▶ **Selected extract**:
_ _ _ _ _
Gaining 20/20 Vision For Your Business: Knowing What to Measure and How with Salesforce Dashboards


Show me the data! Salesforce's powerful reports and dashboards can help you showcase those big wins and unlock hidden areas of opportunity. See those tools in action, and learn how they helped Prosper Healthcare Lending and Bespoke Collection grow. Join us and learn how you can gain insight on your numbers and measure your success to improve sales, marketing, service, and overall adoption.

They say hindsight is 20/20, but that’s not good enough when you’re trying to get a picture of your business. After all, hindsight is seeing what happened last month, numbers that are never going to move. What you need for your business is 20/20 insight to steer your business in the right direction.

But just where do you want to go? Lauren Parker, Salesforce Solutions Engineer, coaches companies to examine their company goals and then use dashboard reporting services to stay in tune with results and change course if necessary.
_ _ _ _ _
▶ **Information provided**:
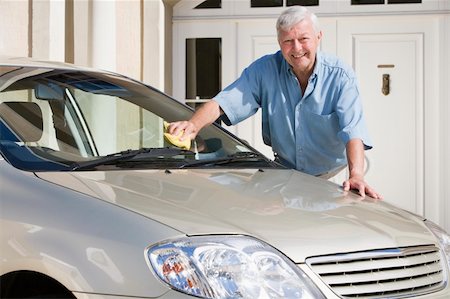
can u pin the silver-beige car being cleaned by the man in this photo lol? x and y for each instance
(97, 201)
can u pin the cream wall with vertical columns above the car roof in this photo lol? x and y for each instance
(123, 36)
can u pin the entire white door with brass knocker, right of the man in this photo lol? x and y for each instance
(402, 164)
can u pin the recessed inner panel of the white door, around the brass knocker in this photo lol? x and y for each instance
(394, 117)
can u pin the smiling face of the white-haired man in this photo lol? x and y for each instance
(299, 46)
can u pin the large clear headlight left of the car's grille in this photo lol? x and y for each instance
(228, 267)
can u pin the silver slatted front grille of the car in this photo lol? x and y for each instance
(392, 273)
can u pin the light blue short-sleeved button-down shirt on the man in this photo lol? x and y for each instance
(307, 131)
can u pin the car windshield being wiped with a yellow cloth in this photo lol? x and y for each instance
(84, 120)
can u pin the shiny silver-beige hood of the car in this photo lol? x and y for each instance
(298, 214)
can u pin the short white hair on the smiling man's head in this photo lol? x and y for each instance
(294, 15)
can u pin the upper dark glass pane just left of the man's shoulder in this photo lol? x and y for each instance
(203, 67)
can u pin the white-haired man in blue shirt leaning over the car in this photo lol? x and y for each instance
(311, 109)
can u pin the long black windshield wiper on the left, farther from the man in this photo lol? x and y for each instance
(166, 152)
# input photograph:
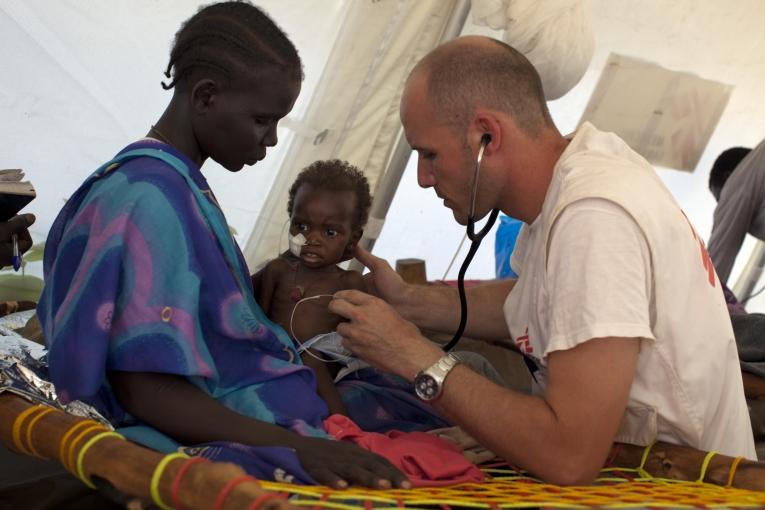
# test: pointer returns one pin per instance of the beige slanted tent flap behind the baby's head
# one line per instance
(355, 114)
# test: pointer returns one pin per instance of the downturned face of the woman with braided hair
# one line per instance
(239, 122)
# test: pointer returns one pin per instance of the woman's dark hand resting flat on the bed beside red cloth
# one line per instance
(339, 464)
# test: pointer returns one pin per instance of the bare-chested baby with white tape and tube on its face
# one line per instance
(328, 207)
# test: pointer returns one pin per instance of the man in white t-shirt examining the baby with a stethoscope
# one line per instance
(624, 320)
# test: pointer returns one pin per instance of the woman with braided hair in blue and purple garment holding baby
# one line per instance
(147, 308)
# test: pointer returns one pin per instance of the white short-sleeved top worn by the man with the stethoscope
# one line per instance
(612, 255)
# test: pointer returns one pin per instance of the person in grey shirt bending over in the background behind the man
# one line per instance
(737, 181)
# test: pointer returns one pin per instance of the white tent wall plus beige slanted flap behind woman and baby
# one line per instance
(82, 80)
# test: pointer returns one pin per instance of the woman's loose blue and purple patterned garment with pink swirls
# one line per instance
(142, 274)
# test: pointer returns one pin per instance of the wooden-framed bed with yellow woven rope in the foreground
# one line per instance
(101, 457)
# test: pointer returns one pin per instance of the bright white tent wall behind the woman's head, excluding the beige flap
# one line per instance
(81, 78)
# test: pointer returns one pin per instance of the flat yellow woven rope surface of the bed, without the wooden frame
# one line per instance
(509, 488)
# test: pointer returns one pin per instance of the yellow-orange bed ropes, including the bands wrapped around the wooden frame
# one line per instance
(506, 487)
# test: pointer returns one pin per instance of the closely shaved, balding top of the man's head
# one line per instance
(479, 72)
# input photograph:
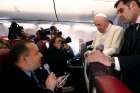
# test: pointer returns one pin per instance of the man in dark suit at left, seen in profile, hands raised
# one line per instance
(18, 73)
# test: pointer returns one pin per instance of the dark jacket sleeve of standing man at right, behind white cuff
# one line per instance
(130, 72)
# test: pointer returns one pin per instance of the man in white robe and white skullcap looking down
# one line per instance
(108, 37)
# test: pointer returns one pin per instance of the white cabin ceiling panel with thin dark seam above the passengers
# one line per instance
(66, 10)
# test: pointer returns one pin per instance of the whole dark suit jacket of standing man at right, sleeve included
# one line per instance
(129, 58)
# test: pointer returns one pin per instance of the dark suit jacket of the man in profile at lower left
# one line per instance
(16, 81)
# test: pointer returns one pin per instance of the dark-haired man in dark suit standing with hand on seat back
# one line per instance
(128, 62)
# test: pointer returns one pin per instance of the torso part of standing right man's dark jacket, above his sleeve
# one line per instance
(131, 44)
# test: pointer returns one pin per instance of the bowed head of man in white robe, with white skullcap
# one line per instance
(101, 22)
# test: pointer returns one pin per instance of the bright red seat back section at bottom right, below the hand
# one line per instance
(110, 84)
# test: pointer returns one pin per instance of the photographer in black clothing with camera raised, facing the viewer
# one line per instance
(56, 57)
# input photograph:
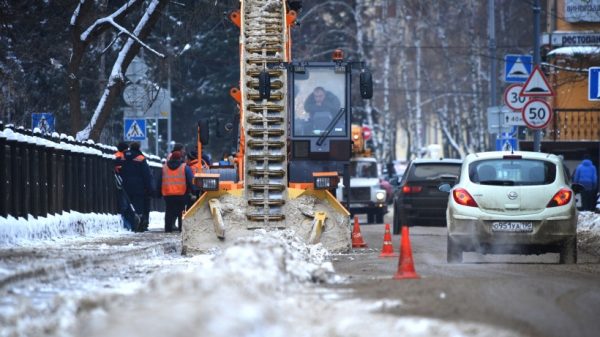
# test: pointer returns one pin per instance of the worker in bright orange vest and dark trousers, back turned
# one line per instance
(176, 185)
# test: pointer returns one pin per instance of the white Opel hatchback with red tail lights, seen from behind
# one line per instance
(517, 202)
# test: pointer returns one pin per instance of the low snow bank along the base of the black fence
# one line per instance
(23, 231)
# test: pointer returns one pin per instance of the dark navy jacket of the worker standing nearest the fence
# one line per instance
(136, 174)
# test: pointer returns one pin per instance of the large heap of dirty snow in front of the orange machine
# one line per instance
(261, 286)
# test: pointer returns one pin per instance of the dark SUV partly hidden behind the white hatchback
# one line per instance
(418, 200)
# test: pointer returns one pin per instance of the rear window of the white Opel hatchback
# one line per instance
(510, 172)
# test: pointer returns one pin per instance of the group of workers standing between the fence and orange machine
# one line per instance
(174, 184)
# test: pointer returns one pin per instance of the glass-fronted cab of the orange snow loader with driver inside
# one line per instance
(319, 115)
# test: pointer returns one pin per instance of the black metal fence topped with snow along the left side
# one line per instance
(48, 174)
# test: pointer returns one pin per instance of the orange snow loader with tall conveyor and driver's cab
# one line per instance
(294, 141)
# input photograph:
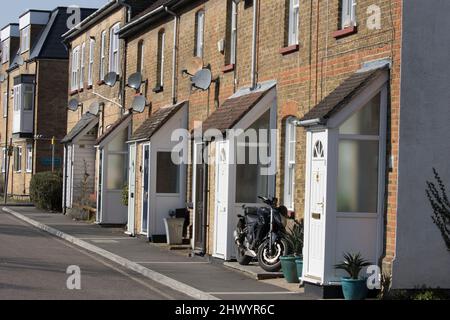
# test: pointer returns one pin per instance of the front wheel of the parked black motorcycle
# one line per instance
(271, 262)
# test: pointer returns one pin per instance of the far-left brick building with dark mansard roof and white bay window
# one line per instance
(33, 89)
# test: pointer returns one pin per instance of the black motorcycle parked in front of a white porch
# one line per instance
(260, 234)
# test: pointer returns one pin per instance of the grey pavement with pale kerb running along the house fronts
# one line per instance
(194, 277)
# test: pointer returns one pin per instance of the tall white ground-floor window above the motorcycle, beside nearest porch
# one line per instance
(290, 163)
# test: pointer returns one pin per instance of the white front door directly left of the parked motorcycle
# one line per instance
(221, 214)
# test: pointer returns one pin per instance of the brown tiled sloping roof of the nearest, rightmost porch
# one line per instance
(341, 96)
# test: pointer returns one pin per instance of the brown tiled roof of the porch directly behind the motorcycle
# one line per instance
(236, 107)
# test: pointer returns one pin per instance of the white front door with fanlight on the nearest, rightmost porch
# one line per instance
(316, 218)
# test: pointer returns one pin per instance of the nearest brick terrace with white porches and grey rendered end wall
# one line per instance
(360, 111)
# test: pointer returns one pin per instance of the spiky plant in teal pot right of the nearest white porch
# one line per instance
(353, 287)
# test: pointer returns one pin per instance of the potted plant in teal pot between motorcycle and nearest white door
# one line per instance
(292, 265)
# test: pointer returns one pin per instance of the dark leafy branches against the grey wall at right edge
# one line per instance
(437, 195)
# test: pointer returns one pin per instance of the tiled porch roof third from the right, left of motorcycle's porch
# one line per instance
(155, 122)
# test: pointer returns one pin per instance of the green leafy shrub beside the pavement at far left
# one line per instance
(46, 191)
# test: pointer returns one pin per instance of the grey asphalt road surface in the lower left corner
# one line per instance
(34, 265)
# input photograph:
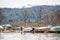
_ _ _ _ _
▶ **Exercises**:
- a) Answer these questions about the Salesforce dashboards article, each on its own line:
(i) Which two companies does the article say the tools helped to grow?
(ii) What is Lauren Parker's job title?
(iii) What does the article say hindsight lets you see?
- b) Pick up the article on Salesforce dashboards at its last sentence and continue writing from that point.

▶ **Answers to the exercises**:
- a)
(i) Prosper Healthcare Lending and Bespoke Collection
(ii) Salesforce Solutions Engineer
(iii) What happened last month, numbers that are never going to move

- b)
Parker cites the Marc Benioff’s book, Behind the Cloud, as a starting point for finding your company’s vision. Benioff, the founder, chairman, and CEO of Salesforce, stresses the importance of identifying the vision, values, methods, obstacles, and measures, or V2MOM for short.



Vision and Values: The V2

Your vision of your company should extend beyond next year, and to do so means defining who you are as a company, not just what you sell. Salesforce’s vision statement is “Providing organisations with the power to know.” Other examples of vision statements are:

  • “Being world-class in customer service in order to help our customers _____”

  • “Providing the best _______ in order to enrich our customers lives”

  • “Commitment to ______, ______, and _______ as we strive to ______”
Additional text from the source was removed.